* [Instructions for the task]:
Could you reproduce all of these records exactly?

───── Records for this task ─────

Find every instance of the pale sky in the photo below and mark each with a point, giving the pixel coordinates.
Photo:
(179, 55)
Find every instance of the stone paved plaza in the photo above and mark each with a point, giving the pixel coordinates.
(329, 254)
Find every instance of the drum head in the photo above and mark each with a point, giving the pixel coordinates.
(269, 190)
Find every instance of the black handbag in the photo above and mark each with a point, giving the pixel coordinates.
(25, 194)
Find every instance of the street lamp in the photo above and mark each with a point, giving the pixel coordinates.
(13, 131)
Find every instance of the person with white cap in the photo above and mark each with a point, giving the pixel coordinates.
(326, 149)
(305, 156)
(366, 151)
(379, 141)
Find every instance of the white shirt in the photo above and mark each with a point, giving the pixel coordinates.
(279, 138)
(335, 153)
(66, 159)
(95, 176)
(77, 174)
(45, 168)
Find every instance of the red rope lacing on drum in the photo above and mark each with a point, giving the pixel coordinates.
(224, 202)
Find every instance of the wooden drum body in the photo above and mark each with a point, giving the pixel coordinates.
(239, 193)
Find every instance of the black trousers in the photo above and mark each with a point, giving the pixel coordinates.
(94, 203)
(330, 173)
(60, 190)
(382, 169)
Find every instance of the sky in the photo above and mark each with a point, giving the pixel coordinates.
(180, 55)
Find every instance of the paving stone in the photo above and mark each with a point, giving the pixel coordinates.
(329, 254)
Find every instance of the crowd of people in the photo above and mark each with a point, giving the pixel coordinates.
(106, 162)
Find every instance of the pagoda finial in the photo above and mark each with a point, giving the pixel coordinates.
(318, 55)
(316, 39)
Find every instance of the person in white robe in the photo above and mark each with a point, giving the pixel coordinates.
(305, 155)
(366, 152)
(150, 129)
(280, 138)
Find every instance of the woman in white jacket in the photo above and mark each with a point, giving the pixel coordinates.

─────

* [Output of the exercise]:
Find every instance of the pale sky in the photo below and mark each with a point, giving the pixel coordinates.
Photo:
(179, 55)
Find every instance of the stone paved plaza in the photo above and mark each with a point, giving the pixel coordinates.
(329, 254)
Find every instance of the drum head in the photo above and mark each with a point, giving the pixel coordinates.
(269, 190)
Find every instance of the black handbag in the photo above and mark each with a point, giving the pixel coordinates.
(25, 194)
Find every instance of the street lamp in the photo above and mark each with a point, giving the pixel coordinates.
(13, 131)
Find every instance of the person with white cap in the photo above and mark each with a point, giving the pixel coordinates.
(326, 149)
(305, 156)
(366, 151)
(379, 141)
Find every instance of the white shirt in the photo above and mark each with a point, giving the pixel coordinates.
(279, 138)
(335, 153)
(66, 159)
(95, 176)
(77, 174)
(45, 168)
Find every instance of the red rope lacing on drum in the photo above and mark each with a point, giving the pixel coordinates.
(224, 202)
Find every instance of the wooden drum body in the photo above and mark each with a point, giving the pixel coordinates.
(239, 193)
Find every instance of the black trousers in the photo above and mark each with a point, giving the pixel coordinates.
(94, 203)
(330, 173)
(60, 190)
(382, 169)
Find every instance of the sky in the photo above and mark each with a point, giving the pixel coordinates.
(180, 55)
Find every instance of the paving stone in the photo above and mark each with a point, giving the pixel coordinates.
(329, 254)
Find every instance of the crowd of people in the photo above and mark each with a point, giving the pixel coordinates.
(106, 162)
Find every instance of the pagoda finial in the photo above and mark each with a point, giving the pixel coordinates.
(318, 55)
(316, 39)
Find every instance of the person in white robe in the photo above and mark each with a point, giving the pixel coordinates.
(305, 155)
(366, 152)
(150, 129)
(280, 138)
Find every instance of the woman in white jacket in the photo above and mark each with a point, giving the pixel coordinates.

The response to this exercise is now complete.